Schriftliche Aufgaben:
(1) Nenne bitte alle Länder und Regionen, die der Text über die Mondhörner für das Verbreitungsgebiet der Objekte aufzählt.
(2) Schreib den Text über die Mondhörner im Anschluss an seinen letzten Satz weiter.

Bereitgestellter Auszug:
________________

Ausstellung + Buch: Mondhörner. Rätselhafte Kultobjekte der Bronzezeit

Mondhörner in der Ausstellung „Mondhörner – Rätselhafte Kultobjekte der Bronzezeit“, Neues Museum Biel (Foto LI).

„Mondhörner: Rätselhafte Kultobjekte der Bronzezeit“ – Unter diesem Titel widmete sich 2020–2022 eine Ausstellung in vier Schweizer Museen einer rätselhaften Gattung archäologischer Funde. Nun, ein halbes Jahr später, ist endlich auch der zugehörige Begleitband von Kurt Derungs erschienen. Was hat es auf sich mit den auch als „Feuerbock“ oder „Mondidol“ bezeichneten Objekten, deren Funktion bis heute Rätsel aufgibt?

Merkmale der Mondhörner

Bei den sogenannten „Mondhörnern“ handelt es sich um mehr oder weniger halbmondförmige Objekte aus Ton (seltener Stein), die einen Körper und mehr oder weniger deutliche „Hörner“ zu beiden Seiten aufweisen. Sie entstammen vor allem der spätbronzezeitlichen Urnenfelderkultur (ca. 1300–800 v. Chr.) und verschwinden mit deren Ende; nur im Osten kommen sie noch bis in die eisenzeitliche Kalenderbergkultur (ca. 800–600 v. Chr.) vor. Ihr Verbreitungsgebiet erstreckt sich von Frankreich über Süddeutschland und die Schweiz bis Österreich, Tschechien, die Slowakei und Ungarn. 
Das erste Mondhorn – ein vollständiges Exemplar aus Sandstein (Bild 1, ganz hinten) – wurde 1851 von Georg Escher auf dem Ebersberg im Kanton Zürich entdeckt, einer urnenfelderzeitlichen Höhenbefestigung. In den folgenden Jahren kamen zahlreiche weitere Funde vor allem im Bereich der Pfahlbausiedlungen der Schweizer Seen zutage, die von der zeitgenössischen Archäologie intensiv untersucht und diskutiert wurden. Im Geiste der frühen Archäologie sprach man die Objekte zunächst als keltisch an. Allein aus der Schweiz sind über 1000 Mondhörner bekannt, teils mehrere hundert aus einzelnen Seeufersiedlungen. Bereits im 19. Jahrhundert wurde die Funktion der Objekte diskutiert und verschiedene Interpretationen etwa als Feuerbock, Nackenstütze oder Giebelzier vorgeschlagen, die sich teilweise in den bis heute gebräuchlichen Bezeichnungen niederschlugen.  
Ein großer Teil der bekannten Mondhörner stammt aus Siedlungen, wo sie im Raum einstiger Häuser sowie in Gruben auftreten. Erst ab dem 9. Jh. v. Chr. erscheinen sie auch als Beigaben in Gräbern, während sich andere womöglich als rituelle Deponierungen ansprechen lassen. Mit wenigen Ausnahmen wurden die meisten Mondhörner in Form unvollständiger Fragmente aufgefunden, da sie offenbar zum Ende ihrer Gebrauchsspanne bewusst zerbrochen wurden. Daher lässt sich die Form vieler Mondhörner nur annähernd rekonstruieren.

________________

Gegebene Angaben:
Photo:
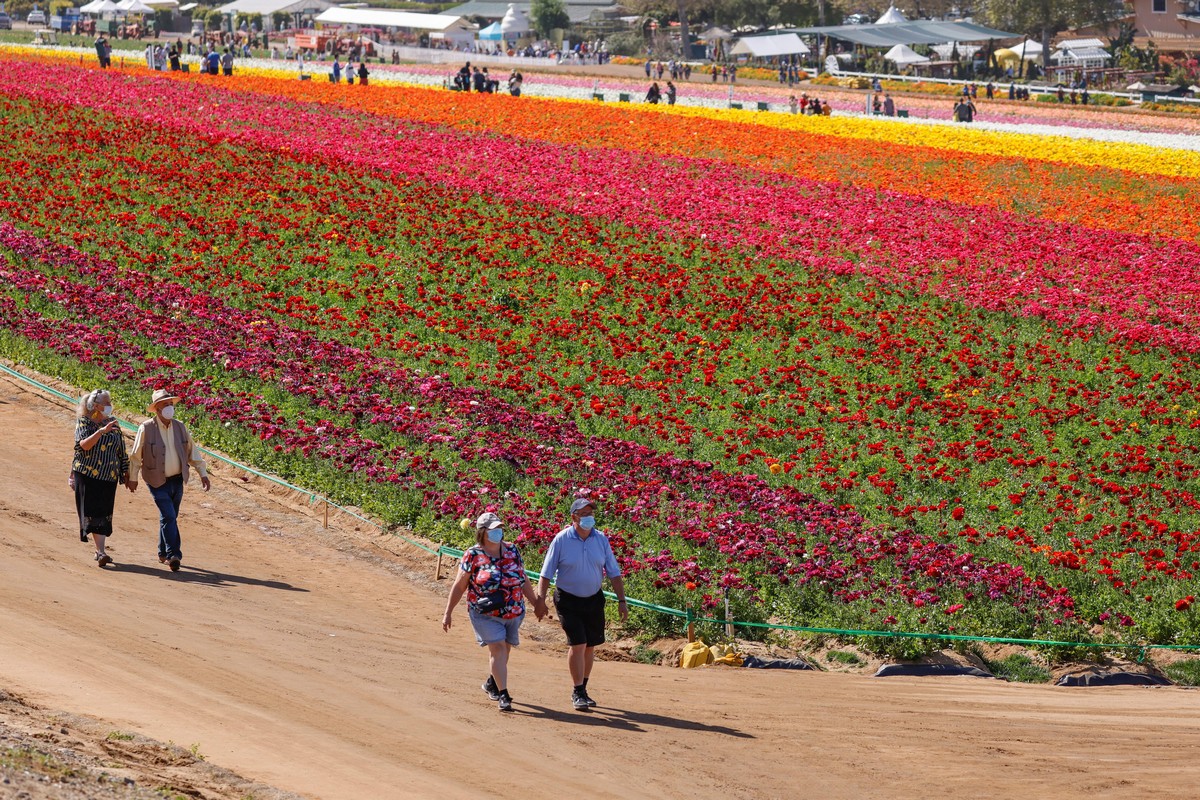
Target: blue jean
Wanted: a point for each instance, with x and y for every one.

________________

Ergebnisse je Aufgabe:
(1) Frankreich, Süddeutschland, die Schweiz, Österreich, Tschechien, die Slowakei und Ungarn.

(2)
Noch mehr Mondhörner in der Ausstellung „Mondhörner – Rätselhafte Kultobjekte der Bronzezeit“, Neues Museum Biel (Foto LI).

Die tönernen Objekte sind meist nur schlecht gebrannt, was sie von zeitgleicher Gebrauchskeramik unterscheidet. Daneben sind wenige Exemplare aus Stein überliefert, wobei sich auch die einstige Existenz von Mondhörnern aus Holz in Betracht ziehen lässt. Die Größe variiert zwischen Miniaturformen von nur 5 cm (Exemplar von Unteruhldingen-Stollenwiesen) bis zu gewaltigen Stücken von 84 cm Länge und 20 kg Gewicht (Mondhorn vom Kalenderberg), wobei der Großteil sich in einem Bereich zwischen 20 und 40 cm bewegt.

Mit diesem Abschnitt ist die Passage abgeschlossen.